EXERCISE BRIEF —
Please gather every line in the items below that contains the word "white", copying each of those lines in full.

▼▼▼

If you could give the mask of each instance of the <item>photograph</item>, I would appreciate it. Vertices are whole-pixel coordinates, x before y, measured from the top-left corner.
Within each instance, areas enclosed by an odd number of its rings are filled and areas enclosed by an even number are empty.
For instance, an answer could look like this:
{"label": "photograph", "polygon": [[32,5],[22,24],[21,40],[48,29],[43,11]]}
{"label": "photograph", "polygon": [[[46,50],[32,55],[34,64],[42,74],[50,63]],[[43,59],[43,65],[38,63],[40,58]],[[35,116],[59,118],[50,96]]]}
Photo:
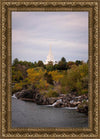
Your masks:
{"label": "photograph", "polygon": [[11,127],[89,127],[89,12],[11,13]]}

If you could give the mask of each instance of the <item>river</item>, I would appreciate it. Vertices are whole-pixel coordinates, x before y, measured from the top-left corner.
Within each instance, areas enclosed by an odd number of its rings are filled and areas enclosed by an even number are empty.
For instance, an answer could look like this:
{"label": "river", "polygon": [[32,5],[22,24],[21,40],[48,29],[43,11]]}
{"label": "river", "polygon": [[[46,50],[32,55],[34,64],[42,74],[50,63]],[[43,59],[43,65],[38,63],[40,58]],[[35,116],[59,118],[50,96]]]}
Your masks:
{"label": "river", "polygon": [[88,116],[75,109],[37,105],[12,97],[12,128],[14,127],[88,127]]}

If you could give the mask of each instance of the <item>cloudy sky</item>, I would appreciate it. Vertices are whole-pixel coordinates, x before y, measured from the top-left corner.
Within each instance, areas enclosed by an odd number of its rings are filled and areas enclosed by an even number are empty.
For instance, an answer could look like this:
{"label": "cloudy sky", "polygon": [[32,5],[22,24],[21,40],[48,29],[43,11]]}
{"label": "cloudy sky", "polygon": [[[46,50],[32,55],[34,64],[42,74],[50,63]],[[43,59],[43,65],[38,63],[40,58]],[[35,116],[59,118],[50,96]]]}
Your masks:
{"label": "cloudy sky", "polygon": [[12,60],[88,60],[88,12],[12,12]]}

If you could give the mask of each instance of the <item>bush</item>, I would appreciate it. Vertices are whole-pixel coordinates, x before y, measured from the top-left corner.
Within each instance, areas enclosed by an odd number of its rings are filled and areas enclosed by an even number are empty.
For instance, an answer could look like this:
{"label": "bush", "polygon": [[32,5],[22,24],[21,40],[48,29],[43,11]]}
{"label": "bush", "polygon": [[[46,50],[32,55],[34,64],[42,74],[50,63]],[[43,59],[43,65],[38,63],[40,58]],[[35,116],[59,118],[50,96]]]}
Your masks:
{"label": "bush", "polygon": [[56,91],[50,89],[50,90],[46,93],[46,96],[47,96],[47,97],[58,97],[59,94],[58,94]]}

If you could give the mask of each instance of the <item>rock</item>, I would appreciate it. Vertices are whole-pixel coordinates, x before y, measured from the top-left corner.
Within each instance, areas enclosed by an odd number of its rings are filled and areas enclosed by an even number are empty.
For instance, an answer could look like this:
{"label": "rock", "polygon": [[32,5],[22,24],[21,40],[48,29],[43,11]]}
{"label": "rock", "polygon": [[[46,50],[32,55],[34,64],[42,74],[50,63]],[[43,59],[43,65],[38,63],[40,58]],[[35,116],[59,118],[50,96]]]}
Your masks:
{"label": "rock", "polygon": [[54,107],[56,108],[61,108],[63,106],[63,103],[62,102],[57,102]]}
{"label": "rock", "polygon": [[55,103],[56,101],[57,101],[57,98],[54,98],[54,97],[48,98],[49,105],[52,105],[52,104]]}

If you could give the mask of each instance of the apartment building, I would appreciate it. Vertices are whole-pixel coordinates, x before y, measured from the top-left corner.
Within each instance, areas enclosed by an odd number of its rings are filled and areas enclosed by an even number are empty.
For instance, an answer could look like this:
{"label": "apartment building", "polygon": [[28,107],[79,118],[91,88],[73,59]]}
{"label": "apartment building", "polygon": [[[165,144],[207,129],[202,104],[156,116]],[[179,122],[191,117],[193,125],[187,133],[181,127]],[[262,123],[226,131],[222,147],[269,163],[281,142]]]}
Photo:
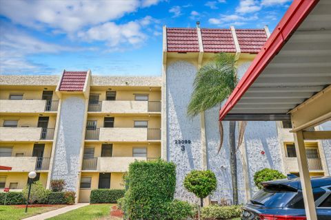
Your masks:
{"label": "apartment building", "polygon": [[45,187],[64,179],[88,201],[93,188],[123,188],[132,162],[161,157],[161,78],[0,79],[0,188],[21,190],[35,170]]}

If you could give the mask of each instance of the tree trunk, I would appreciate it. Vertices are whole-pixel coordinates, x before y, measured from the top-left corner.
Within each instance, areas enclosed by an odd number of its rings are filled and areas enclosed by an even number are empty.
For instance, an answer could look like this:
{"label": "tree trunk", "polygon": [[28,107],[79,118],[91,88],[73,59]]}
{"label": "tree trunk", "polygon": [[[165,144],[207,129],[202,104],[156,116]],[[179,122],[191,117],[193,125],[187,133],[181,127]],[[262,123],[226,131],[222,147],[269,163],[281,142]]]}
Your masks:
{"label": "tree trunk", "polygon": [[237,176],[237,156],[236,156],[236,122],[230,121],[229,130],[230,142],[230,164],[232,181],[233,204],[238,204],[238,178]]}

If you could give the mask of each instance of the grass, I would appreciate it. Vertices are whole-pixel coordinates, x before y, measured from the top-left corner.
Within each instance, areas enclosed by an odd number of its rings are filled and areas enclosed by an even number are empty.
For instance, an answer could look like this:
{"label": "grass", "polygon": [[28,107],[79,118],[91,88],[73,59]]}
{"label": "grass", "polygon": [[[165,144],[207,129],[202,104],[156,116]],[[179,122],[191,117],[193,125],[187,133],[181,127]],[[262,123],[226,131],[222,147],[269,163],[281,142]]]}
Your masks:
{"label": "grass", "polygon": [[77,208],[48,220],[92,220],[92,219],[121,219],[110,217],[110,208],[114,204],[92,204]]}
{"label": "grass", "polygon": [[19,220],[38,214],[54,210],[64,206],[52,206],[45,207],[28,208],[28,212],[25,212],[26,208],[17,206],[0,206],[1,220]]}

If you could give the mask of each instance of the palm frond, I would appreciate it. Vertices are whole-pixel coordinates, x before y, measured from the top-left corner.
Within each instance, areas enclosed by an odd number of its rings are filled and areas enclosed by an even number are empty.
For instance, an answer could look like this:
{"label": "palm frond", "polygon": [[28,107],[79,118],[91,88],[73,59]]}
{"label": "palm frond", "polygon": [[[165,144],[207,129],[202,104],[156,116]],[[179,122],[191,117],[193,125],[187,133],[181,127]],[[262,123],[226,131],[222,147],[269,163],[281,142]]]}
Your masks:
{"label": "palm frond", "polygon": [[193,117],[219,104],[228,98],[237,85],[235,55],[221,53],[214,61],[202,67],[193,84],[194,91],[188,106],[188,115]]}

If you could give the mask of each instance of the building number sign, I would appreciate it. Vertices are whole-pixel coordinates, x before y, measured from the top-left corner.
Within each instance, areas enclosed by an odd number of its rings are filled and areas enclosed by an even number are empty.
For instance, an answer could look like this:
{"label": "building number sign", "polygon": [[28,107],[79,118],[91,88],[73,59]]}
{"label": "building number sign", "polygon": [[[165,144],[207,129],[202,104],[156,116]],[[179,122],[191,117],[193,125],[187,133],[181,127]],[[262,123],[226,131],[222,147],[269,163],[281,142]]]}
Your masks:
{"label": "building number sign", "polygon": [[181,145],[181,151],[185,151],[185,145],[183,144],[191,144],[191,140],[174,140],[174,144],[182,144]]}

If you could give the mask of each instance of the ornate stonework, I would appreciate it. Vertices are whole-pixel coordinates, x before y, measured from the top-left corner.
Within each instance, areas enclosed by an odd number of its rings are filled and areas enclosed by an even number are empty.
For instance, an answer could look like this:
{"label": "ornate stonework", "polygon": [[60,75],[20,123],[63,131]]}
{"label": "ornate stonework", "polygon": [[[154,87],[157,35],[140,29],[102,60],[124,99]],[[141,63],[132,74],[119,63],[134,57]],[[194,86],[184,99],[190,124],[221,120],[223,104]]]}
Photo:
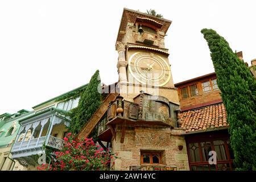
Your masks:
{"label": "ornate stonework", "polygon": [[117,52],[125,51],[125,44],[122,42],[117,42],[115,44],[115,49]]}

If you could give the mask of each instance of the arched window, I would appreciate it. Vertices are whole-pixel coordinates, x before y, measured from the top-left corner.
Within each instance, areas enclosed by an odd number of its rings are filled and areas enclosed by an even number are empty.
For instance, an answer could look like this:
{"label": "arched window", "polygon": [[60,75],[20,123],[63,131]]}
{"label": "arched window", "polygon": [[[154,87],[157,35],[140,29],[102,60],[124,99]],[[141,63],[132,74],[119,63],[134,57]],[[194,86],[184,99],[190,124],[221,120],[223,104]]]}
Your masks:
{"label": "arched window", "polygon": [[11,135],[14,129],[14,128],[13,127],[11,127],[9,129],[9,131],[8,131],[8,133],[6,134],[6,135],[5,135],[5,136],[9,136]]}

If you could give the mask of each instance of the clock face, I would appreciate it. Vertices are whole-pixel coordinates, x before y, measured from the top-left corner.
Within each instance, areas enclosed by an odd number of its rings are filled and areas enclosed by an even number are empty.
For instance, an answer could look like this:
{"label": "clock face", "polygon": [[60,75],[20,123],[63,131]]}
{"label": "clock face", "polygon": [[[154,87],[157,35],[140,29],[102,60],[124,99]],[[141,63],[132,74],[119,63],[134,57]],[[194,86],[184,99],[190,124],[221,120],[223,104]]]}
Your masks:
{"label": "clock face", "polygon": [[171,78],[170,65],[155,53],[134,53],[129,59],[128,68],[135,79],[143,84],[161,86]]}

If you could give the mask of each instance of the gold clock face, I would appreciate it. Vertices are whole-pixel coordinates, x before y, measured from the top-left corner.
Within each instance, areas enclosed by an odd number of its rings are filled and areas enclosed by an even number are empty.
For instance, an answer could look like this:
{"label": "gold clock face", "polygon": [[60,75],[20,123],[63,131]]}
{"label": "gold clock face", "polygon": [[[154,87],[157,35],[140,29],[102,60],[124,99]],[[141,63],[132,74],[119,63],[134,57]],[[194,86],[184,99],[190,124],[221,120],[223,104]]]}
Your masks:
{"label": "gold clock face", "polygon": [[161,86],[171,78],[170,65],[155,53],[134,53],[129,60],[128,68],[135,79],[143,84]]}

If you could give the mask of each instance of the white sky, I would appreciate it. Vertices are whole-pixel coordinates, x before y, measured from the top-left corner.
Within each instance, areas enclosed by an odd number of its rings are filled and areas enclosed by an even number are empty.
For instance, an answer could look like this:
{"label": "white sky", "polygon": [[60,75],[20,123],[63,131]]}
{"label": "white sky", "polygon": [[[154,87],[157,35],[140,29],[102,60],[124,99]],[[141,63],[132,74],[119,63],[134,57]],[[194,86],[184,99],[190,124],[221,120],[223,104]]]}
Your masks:
{"label": "white sky", "polygon": [[115,43],[123,7],[172,21],[166,37],[175,83],[214,72],[201,34],[211,28],[250,65],[254,1],[1,1],[0,114],[31,107],[89,82],[118,80]]}

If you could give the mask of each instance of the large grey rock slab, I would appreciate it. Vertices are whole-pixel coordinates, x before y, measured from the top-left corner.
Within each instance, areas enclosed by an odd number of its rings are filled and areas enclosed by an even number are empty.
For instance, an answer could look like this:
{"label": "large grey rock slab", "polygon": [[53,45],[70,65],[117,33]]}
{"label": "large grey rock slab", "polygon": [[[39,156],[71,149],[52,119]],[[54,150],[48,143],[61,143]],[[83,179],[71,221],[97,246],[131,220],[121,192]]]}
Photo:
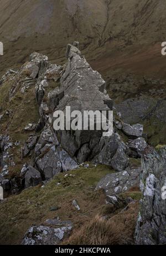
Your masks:
{"label": "large grey rock slab", "polygon": [[35,148],[38,169],[48,180],[61,172],[77,167],[76,162],[59,144],[50,124],[47,123]]}
{"label": "large grey rock slab", "polygon": [[136,230],[140,245],[166,243],[166,147],[148,148],[142,158],[141,210]]}
{"label": "large grey rock slab", "polygon": [[[105,81],[94,71],[76,48],[77,42],[67,47],[68,62],[60,79],[60,86],[49,94],[50,109],[64,112],[66,118],[66,107],[71,112],[80,111],[112,110],[112,101],[105,91]],[[54,120],[54,119],[53,119]],[[102,132],[98,130],[62,130],[56,132],[63,149],[79,162],[90,159],[94,155],[93,145],[98,142]],[[86,153],[84,145],[89,144]]]}
{"label": "large grey rock slab", "polygon": [[95,162],[111,165],[112,168],[118,171],[123,170],[127,167],[127,147],[122,142],[117,133],[113,133],[108,137],[102,137],[98,148],[100,153],[94,158]]}
{"label": "large grey rock slab", "polygon": [[128,144],[129,148],[138,154],[138,157],[141,157],[142,153],[144,150],[148,146],[144,138],[139,137],[129,142]]}
{"label": "large grey rock slab", "polygon": [[60,244],[67,238],[71,230],[72,225],[50,227],[33,226],[28,229],[22,242],[23,245],[55,245]]}
{"label": "large grey rock slab", "polygon": [[130,126],[128,124],[124,124],[122,130],[126,135],[131,137],[142,137],[143,130],[143,126],[140,124]]}
{"label": "large grey rock slab", "polygon": [[109,197],[126,192],[133,187],[139,187],[141,168],[127,169],[106,175],[97,184],[96,190],[103,189]]}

▲▲▲

EXERCISE SOLUTION —
If you could give the mask of each instance of the white sky, I would appreciate it. Vertices are whole-pixel coordinates, x before y, measured from the top-left corner.
{"label": "white sky", "polygon": [[60,75],[20,123],[63,131]]}
{"label": "white sky", "polygon": [[[154,87],[157,35],[140,29],[102,60],[124,99]],[[141,63],[132,74],[119,63],[134,57]],[[194,86],[184,99],[190,124],[221,120],[223,104]]]}
{"label": "white sky", "polygon": [[115,43],[123,7],[172,21],[166,37],[175,83],[214,72],[201,34],[211,28],[250,65],[254,1],[1,1],[0,114],[31,107],[89,82],[118,80]]}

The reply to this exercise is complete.